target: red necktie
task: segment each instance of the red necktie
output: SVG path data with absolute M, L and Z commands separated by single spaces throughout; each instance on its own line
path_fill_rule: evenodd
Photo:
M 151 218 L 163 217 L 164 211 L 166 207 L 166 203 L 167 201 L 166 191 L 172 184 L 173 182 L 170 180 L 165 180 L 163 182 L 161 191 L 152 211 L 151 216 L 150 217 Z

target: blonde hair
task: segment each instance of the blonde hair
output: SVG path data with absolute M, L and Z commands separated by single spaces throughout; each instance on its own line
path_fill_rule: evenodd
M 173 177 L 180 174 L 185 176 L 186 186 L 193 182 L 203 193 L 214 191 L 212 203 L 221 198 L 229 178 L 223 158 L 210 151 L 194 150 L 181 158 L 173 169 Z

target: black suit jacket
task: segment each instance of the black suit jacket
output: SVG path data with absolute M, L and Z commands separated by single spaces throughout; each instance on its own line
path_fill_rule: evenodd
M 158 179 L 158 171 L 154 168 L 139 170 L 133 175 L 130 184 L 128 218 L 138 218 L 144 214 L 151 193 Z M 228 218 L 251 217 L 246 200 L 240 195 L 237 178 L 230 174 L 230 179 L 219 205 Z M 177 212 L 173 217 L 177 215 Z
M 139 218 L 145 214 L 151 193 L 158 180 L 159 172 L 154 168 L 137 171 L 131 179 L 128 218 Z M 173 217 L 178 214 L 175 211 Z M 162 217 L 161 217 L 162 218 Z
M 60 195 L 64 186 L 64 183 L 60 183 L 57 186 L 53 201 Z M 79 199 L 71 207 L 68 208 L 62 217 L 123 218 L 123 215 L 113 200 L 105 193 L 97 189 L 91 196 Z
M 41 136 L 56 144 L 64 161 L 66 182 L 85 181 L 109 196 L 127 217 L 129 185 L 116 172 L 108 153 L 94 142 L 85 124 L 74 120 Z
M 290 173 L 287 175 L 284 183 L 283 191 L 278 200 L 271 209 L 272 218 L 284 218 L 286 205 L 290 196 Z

###

WORK TO BE COMPLETED:
Please present the lines from the one containing "target: black suit jacket" through the one containing "M 41 136 L 56", both included, as a Markdown table with a Row column numbering them and a Line column holding each line's text. Skip any blank lines.

SOLUTION:
| Row | Line |
|---|---|
| 1 | target: black suit jacket |
| 2 | task: segment each instance of the black suit jacket |
| 3 | output: SVG path data with absolute M, L and Z commands separated by single spaces throughout; each instance on its own line |
| 4 | path_fill_rule: evenodd |
| 5 | M 158 179 L 158 171 L 154 168 L 139 170 L 133 175 L 130 184 L 128 218 L 138 218 L 144 214 L 151 193 Z M 228 218 L 251 217 L 246 200 L 240 195 L 237 178 L 230 174 L 230 179 L 219 205 Z M 177 212 L 173 217 L 177 215 Z |
| 6 | M 139 218 L 145 214 L 151 193 L 158 180 L 159 172 L 154 168 L 137 171 L 131 179 L 128 218 Z M 173 217 L 178 214 L 175 211 Z M 162 217 L 161 217 L 162 218 Z |
| 7 | M 60 195 L 64 186 L 64 183 L 60 183 L 57 186 L 53 201 Z M 79 199 L 71 207 L 68 208 L 62 217 L 123 218 L 123 215 L 113 200 L 105 193 L 97 189 L 91 196 Z |
| 8 | M 41 136 L 56 144 L 64 161 L 66 182 L 85 181 L 109 196 L 127 217 L 129 185 L 116 172 L 108 153 L 94 142 L 85 124 L 74 120 Z |